* Приведённый отрывок:
☆ ☆ ☆ ☆ ☆ ☆ ☆
6. Дача в посёлке Вырица

Пока я росла, я не задумывалась, где проводить лето. Каждый год бабушка с дедушкой снимали дачу в одном из посёлков Карельского перешейка: озеро, хвойный лес, ягоды и грибы – незатейливое времяпровождение моих каникул. Лишь разовый выезд в пионерлагерь и парочка визитов к родственникам-знакомым в другие края разнообразили мои летние каникулы.

Но, когда у меня появилась своя семья, летний отдых для всех, особенно для детей, стал у нас главной проблемой: собственная дача мерещилась только в мечтах.

Я с одной или обеими дочками уезжала на каникулы в разные края нашей тогда огромной страны. Иногда покупали туристические путёвки, иногда ездили дикарями. Я побывала с ними в Белоруссии и Литве, в Подмосковье и в Закарпатье, и на разных черноморских курортах Кавказа и Крыма. Объездила почти всю Европейскую часть СССР. Но этими поездками я могла закрыть только один из трёх каникулярных месяцев наших детей, ведь мой отпуск составлял двадцать четыре рабочих дня. В свою очередь муж забирал детей и ехал к себе на родину, в маленький городок Белоруссии. Там его и внучек откармливала картофельными драниками белорусская бабушка Наташа. Моя мама не соглашалась жить на съёмных дачах с девочками и обычно проводила отпуска в санатории, подлечивала здоровье. Когда мои дочки подросли, на одну-две смены их стали отправлять в пионерский лагерь.
☆ ☆ ☆ ☆ ☆ ☆ ☆
Фрагменты записей сегментации:
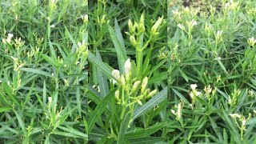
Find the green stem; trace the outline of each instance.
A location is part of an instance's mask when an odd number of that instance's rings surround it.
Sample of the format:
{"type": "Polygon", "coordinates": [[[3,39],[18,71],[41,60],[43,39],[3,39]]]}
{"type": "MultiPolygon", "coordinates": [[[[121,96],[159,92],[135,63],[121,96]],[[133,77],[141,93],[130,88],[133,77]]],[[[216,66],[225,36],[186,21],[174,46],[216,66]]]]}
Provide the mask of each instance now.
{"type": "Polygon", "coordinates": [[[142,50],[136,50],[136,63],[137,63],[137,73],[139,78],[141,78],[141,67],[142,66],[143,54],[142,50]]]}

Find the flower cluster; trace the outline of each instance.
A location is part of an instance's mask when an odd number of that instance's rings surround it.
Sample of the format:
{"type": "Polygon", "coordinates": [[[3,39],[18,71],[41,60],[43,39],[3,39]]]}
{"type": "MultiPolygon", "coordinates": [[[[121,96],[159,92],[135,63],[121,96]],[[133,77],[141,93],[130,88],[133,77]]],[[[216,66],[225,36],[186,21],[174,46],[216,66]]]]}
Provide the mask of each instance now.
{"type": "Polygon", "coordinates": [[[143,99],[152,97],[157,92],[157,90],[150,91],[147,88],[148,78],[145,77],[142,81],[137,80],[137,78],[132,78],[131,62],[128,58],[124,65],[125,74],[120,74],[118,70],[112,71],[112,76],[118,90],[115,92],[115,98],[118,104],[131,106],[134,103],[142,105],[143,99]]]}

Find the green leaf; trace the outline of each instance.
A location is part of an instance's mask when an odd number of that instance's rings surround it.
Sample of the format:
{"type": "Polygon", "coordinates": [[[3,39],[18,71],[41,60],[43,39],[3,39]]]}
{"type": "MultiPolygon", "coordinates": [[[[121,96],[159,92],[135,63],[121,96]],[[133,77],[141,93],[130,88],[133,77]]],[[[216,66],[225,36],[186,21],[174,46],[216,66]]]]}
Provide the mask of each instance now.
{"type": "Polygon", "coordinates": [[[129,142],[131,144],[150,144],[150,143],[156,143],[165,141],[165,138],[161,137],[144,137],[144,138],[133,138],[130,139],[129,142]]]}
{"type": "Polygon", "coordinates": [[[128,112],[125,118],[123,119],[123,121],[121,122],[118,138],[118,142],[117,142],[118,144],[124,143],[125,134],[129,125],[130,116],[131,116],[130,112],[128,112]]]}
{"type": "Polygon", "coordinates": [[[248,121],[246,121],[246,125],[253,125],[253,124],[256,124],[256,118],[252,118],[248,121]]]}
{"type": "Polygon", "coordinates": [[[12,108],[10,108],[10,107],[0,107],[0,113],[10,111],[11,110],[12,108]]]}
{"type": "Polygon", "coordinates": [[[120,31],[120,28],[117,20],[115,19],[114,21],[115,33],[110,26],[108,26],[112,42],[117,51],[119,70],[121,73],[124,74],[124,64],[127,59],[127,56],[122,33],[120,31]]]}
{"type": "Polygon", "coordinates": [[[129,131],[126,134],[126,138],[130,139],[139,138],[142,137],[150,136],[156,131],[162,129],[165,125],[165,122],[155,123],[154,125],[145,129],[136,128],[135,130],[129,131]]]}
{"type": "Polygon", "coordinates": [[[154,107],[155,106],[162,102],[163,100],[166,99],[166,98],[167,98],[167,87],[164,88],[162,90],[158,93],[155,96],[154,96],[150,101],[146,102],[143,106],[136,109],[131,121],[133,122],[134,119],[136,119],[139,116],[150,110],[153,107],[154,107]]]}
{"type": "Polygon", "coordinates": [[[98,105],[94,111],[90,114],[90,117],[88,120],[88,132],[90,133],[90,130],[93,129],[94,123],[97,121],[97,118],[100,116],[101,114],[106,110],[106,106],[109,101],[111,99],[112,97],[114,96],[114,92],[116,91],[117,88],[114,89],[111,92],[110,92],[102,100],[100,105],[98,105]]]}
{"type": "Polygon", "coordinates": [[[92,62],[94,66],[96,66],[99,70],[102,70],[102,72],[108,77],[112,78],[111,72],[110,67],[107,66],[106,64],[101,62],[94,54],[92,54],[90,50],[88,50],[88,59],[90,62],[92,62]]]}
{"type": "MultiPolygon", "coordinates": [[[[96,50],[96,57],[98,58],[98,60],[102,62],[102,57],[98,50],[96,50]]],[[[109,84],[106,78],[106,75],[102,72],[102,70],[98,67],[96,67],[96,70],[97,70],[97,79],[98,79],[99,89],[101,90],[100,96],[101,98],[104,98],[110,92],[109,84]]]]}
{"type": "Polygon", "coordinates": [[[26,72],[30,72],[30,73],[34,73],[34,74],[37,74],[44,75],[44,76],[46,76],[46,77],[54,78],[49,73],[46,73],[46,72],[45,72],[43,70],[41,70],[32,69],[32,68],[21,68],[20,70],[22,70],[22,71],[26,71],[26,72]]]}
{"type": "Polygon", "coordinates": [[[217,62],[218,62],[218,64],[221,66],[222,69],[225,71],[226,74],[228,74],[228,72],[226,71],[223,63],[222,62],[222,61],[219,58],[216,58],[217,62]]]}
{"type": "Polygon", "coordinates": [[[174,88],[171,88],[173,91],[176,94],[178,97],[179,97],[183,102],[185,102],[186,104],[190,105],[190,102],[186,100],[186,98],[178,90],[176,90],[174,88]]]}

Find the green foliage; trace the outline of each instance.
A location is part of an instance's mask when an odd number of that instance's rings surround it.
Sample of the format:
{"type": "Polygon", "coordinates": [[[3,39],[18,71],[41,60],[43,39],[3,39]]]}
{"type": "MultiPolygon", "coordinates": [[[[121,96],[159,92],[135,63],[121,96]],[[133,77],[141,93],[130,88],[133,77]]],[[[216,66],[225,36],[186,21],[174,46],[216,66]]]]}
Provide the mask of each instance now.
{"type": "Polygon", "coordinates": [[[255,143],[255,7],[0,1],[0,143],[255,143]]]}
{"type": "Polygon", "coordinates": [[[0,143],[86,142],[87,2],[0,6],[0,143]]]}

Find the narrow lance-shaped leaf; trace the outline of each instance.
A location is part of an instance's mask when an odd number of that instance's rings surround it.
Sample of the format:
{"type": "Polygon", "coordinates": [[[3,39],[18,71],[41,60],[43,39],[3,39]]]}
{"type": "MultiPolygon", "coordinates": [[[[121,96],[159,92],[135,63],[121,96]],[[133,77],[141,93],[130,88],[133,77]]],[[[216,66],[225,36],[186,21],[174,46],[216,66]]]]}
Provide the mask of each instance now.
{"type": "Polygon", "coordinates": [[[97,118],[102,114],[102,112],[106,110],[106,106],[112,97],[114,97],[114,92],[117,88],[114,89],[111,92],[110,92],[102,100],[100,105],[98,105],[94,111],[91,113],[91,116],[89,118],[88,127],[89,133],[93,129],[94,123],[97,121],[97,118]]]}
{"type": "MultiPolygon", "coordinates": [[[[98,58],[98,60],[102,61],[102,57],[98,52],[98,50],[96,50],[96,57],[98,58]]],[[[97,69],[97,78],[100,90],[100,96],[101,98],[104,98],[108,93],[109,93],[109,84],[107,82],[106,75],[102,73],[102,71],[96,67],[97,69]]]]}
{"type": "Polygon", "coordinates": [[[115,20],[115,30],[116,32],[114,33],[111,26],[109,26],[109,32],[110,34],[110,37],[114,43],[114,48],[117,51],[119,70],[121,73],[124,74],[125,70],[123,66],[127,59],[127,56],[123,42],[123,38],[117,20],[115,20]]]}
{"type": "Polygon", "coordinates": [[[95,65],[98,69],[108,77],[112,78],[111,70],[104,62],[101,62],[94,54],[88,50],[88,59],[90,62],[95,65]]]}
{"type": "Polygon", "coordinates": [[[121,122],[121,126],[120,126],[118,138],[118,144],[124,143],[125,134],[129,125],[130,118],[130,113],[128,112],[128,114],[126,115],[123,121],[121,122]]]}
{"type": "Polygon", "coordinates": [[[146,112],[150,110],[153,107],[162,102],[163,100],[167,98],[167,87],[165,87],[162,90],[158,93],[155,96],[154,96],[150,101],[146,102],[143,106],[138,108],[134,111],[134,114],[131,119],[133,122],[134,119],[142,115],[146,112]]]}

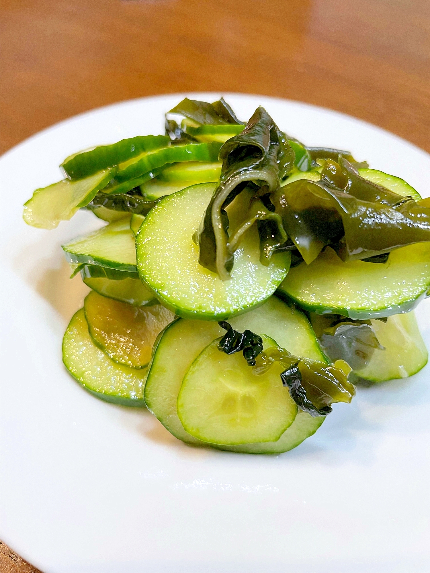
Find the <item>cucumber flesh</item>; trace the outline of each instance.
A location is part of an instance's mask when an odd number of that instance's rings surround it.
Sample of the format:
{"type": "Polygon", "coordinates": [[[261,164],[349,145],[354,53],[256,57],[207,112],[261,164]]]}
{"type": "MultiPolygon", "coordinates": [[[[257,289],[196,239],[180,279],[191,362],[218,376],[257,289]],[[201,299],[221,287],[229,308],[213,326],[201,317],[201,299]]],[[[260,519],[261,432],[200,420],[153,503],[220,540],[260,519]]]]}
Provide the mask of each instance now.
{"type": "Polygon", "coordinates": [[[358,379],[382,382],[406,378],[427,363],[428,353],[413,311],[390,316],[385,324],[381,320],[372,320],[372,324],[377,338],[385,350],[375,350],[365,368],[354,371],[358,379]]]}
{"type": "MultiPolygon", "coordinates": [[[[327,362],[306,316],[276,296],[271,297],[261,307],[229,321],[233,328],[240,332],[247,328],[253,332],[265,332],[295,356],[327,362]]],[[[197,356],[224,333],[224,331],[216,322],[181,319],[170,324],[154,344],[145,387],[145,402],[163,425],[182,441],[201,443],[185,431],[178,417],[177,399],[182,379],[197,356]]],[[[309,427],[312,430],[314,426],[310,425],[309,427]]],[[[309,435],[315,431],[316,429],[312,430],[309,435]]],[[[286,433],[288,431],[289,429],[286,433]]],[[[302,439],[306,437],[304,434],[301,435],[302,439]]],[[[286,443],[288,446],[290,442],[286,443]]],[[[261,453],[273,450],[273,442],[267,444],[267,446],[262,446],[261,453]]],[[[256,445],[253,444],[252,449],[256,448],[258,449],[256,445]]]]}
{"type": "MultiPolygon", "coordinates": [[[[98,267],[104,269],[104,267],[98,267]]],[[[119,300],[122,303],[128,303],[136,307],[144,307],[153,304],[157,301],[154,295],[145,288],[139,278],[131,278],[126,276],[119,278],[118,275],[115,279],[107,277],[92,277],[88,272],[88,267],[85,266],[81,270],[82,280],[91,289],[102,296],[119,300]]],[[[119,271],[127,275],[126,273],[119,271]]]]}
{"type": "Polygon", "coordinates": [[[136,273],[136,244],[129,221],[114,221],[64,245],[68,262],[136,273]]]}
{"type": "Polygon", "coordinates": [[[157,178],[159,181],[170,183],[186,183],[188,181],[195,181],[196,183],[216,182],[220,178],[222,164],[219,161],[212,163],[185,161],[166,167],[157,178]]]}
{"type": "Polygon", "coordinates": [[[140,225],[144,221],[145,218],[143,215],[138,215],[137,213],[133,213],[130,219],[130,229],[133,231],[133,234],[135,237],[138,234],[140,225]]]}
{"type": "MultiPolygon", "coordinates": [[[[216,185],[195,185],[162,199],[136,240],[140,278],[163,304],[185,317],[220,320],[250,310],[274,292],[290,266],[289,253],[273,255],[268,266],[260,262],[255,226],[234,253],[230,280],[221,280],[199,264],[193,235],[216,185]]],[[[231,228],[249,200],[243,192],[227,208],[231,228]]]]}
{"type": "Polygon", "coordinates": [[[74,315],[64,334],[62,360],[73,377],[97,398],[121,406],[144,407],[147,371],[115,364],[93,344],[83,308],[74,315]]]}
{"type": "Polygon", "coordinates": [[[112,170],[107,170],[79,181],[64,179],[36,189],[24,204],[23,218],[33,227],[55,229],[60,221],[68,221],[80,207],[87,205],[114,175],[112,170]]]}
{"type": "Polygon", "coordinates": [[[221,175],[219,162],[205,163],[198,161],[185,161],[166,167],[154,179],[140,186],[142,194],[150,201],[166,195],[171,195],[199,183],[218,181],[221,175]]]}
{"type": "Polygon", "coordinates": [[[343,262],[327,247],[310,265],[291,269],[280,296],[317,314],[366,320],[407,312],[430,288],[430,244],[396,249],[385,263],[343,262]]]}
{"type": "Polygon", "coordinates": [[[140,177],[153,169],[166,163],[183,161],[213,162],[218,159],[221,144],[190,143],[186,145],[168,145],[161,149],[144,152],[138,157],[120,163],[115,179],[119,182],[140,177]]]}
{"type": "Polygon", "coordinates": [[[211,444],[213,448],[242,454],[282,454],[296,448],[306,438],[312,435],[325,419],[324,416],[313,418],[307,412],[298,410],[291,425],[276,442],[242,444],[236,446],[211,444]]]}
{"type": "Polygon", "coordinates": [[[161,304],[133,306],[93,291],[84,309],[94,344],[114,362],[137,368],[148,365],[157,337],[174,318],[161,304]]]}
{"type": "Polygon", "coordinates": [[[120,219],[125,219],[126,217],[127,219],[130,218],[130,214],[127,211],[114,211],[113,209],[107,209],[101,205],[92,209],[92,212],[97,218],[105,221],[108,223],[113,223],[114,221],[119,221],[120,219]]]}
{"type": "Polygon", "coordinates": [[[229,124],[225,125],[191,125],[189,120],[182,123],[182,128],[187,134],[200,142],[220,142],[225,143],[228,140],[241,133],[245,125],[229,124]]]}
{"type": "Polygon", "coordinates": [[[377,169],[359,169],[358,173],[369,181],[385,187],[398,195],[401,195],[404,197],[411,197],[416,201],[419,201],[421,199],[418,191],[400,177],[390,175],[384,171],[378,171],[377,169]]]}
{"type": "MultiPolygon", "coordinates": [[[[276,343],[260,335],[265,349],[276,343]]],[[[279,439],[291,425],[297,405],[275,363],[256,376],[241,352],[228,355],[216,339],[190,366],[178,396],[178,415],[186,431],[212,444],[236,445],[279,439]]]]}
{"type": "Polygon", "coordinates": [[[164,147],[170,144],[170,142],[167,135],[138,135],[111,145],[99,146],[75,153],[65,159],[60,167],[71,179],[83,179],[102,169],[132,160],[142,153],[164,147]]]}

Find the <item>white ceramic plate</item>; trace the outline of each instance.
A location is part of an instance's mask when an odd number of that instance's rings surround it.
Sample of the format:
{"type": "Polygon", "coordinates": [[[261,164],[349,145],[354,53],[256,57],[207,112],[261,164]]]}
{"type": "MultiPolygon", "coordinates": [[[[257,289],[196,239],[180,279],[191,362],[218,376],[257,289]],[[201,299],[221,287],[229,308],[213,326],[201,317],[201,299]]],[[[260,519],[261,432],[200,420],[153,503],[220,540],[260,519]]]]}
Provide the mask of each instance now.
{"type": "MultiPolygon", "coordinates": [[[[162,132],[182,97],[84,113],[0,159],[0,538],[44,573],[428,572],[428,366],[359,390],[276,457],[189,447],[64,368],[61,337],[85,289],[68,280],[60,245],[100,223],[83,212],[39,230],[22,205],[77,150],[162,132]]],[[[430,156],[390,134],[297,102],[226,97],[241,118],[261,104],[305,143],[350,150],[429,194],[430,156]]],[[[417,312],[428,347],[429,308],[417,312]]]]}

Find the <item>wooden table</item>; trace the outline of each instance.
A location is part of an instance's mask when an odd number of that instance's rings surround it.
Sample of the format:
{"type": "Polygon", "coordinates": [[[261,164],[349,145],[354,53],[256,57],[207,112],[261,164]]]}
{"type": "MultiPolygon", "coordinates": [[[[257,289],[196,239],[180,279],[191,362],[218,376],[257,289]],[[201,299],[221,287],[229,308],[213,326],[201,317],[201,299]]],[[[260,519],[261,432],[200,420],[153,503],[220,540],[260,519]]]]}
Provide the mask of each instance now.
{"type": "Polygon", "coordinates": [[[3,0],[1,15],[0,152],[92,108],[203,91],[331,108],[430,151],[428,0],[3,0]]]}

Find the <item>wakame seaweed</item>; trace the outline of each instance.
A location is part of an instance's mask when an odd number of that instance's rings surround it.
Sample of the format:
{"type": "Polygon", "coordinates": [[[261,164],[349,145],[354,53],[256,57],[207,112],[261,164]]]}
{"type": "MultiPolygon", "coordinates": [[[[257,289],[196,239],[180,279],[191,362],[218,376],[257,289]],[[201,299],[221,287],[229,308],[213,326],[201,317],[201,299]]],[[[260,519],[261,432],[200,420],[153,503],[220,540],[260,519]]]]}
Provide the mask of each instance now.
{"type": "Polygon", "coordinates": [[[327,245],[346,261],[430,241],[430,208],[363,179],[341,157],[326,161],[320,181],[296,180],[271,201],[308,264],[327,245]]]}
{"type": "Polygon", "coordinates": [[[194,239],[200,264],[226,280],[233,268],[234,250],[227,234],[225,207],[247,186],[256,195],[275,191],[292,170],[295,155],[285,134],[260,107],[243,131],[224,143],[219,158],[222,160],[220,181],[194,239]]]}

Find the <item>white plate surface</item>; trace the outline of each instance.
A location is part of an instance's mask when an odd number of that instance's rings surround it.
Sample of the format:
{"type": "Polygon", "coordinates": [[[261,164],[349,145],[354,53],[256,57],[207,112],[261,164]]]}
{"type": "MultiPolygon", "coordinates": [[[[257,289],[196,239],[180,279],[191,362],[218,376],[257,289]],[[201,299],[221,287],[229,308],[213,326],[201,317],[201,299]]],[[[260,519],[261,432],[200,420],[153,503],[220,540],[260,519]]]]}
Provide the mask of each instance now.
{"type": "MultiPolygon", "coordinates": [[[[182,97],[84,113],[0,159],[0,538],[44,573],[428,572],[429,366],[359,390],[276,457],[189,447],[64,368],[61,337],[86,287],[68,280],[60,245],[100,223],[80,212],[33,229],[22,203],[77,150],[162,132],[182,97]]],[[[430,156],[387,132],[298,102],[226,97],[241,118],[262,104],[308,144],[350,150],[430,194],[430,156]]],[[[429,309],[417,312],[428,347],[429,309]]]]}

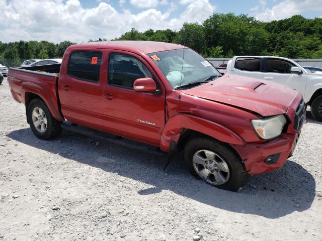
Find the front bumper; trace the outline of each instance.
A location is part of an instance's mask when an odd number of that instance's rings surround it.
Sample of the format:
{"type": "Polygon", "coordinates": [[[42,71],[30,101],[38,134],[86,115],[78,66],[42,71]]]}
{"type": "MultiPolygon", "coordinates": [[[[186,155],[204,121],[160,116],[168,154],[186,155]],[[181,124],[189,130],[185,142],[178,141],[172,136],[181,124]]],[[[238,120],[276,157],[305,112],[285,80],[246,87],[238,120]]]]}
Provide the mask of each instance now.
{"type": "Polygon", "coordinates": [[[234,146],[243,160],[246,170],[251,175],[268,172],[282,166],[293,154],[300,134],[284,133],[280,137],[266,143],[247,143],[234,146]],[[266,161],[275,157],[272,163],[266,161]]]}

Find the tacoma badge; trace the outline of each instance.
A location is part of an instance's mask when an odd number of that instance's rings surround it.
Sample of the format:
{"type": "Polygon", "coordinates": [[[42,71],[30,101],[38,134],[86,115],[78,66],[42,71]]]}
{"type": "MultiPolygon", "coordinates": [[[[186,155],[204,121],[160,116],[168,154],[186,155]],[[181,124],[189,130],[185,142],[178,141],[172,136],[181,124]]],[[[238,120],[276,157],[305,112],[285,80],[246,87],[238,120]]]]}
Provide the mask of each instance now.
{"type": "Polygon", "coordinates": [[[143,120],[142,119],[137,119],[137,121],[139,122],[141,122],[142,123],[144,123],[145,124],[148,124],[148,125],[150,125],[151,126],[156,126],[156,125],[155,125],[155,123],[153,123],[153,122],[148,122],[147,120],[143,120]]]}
☆ ☆ ☆ ☆ ☆ ☆ ☆
* Задание 1: Чем, согласно отрывку о летних каникулах, белорусская бабушка Наташа откармливала мужа и внучек?
* Задание 2: Соберите из перечня все строки, содержащие строку «plate», с учетом регистра букв.

* Полный ответ 1: Картофельными драниками.

* Полный ответ 2:
Find the <item>white ceramic plate</item>; trace the outline of each instance.
Find the <item>white plate surface</item>; trace the outline of each instance.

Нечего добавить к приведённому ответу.